◆ QUELLDOKUMENT:
---

Treppenhaus

Salon kontrovers: Briefe – schreiben und lesen

Konzeption: Ruthard Stäblein

Briefe © Pixabay

Zur Reihe


Wer schreibt im Zeitalter von SMS, E-Mail und WhatsApp noch Briefe? Und wer kann und mag diese häufig aus vorgefertigten Textbausteinen bestehenden Netz-News noch nach einem Jahr lesen, wenn sie nicht eh schon längst gelöscht sind? Spurlos verschwunden!

Über diesen Verlust regte sich die im Jahr 2022 verstorbene Frankfurter Autorin Hanne Kulessa, die noch Briefe und Postkarten sorgfältig mit der Hand schrieb und aufhob, fürchterlich auf. Deshalb initiierte sie im Jahr 2014 mit dem und für das Holzhausenschlösschen diese Reihe, in der Schauspielerinnen und Schauspieler den Briefwechsel von bekannten Autorinnen und Autoren vortragen. Und dabei so etwas wie eine Salonkultur in Frankfurt kreieren. Bei ihrer Konzeption und Auswahl der Briefe legte Hanne Kulessa Wert darauf, dass es sich um Schreiben handelt, die auf Kontroversen beruhen und Kontroversen auslösen. Statt auf Harmoniegesäusel setzte die konflikterfahrene und konfliktfreudige Kulessa auf Streit.

Ihr Erbe war Ruthard Stäbleins Auftrag für die Weiterführung dieser Art von Salon. Stäblein hat lange in Frankreich gelebt. Dort erblühte die Salonkultur gemeinsam mit der Aufklärung im 18. Jahrhundert. Die Debatten, die in den bürgerlichen Salons geführt wurden, schufen die Voraussetzungen für das Zeitungswesen, für die Französische Revolution, für unsere Demokratie. In den Salons entstanden Formen und Foren von Öffentlichkeit, wie der deutsche Soziologe und Philosoph Jürgen Habermas in seiner Habilitationsschrift „Strukturwandel der Öffentlichkeit“ herausarbeitete. In der übrigens schon der Kern seiner „Theorie der kommunikativen Kompetenz“ keimte, die Idee vom „herrschaftsfreien Diskurs“.

---

◆ ZU ERLEDIGENDE AUFGABE:
Geben Sie die Passage des Quelldokuments von „Über diesen Verlust“ bis „Kulessa auf Streit.“ wortgetreu wieder. Die nachstehenden Einträge stehen in keinem Zusammenhang mit dem Quelldokument.

---

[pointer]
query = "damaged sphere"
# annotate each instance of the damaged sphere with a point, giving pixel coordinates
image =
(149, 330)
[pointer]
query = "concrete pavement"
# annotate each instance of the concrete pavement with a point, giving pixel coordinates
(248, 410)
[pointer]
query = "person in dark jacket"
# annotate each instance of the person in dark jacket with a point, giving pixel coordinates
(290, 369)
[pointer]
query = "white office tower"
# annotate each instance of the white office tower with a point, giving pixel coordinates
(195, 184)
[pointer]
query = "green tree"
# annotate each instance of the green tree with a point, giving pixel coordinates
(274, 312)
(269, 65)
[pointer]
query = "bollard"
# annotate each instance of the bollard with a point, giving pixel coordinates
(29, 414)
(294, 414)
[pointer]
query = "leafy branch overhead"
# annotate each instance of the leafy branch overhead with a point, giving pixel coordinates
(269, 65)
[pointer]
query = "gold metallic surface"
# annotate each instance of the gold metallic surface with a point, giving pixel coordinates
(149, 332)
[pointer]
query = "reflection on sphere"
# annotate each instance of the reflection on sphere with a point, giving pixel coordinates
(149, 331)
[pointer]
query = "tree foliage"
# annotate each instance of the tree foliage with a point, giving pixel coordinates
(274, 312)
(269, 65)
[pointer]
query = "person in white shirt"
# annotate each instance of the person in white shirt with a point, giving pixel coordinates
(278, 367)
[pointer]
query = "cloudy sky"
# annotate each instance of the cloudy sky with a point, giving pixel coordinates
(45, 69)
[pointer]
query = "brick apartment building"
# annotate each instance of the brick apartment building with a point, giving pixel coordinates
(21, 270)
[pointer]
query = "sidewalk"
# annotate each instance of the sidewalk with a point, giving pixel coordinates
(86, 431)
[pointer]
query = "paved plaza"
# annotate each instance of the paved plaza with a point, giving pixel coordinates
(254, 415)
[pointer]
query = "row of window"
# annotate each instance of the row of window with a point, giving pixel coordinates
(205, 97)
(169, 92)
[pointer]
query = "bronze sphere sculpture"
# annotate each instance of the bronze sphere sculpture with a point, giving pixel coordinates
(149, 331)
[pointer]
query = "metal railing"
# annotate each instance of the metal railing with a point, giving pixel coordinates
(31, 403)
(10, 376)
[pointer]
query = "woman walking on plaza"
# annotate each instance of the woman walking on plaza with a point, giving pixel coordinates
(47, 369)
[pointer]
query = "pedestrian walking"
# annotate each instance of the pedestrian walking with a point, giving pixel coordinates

---

◆ ANTWORT ZUR AUFGABE:
Über diesen Verlust regte sich die im Jahr 2022 verstorbene Frankfurter Autorin Hanne Kulessa, die noch Briefe und Postkarten sorgfältig mit der Hand schrieb und aufhob, fürchterlich auf. Deshalb initiierte sie im Jahr 2014 mit dem und für das Holzhausenschlösschen diese Reihe, in der Schauspielerinnen und Schauspieler den Briefwechsel von bekannten Autorinnen und Autoren vortragen. Und dabei so etwas wie eine Salonkultur in Frankfurt kreieren. Bei ihrer Konzeption und Auswahl der Briefe legte Hanne Kulessa Wert darauf, dass es sich um Schreiben handelt, die auf Kontroversen beruhen und Kontroversen auslösen. Statt auf Harmoniegesäusel setzte die konflikterfahrene und konfliktfreudige Kulessa auf Streit.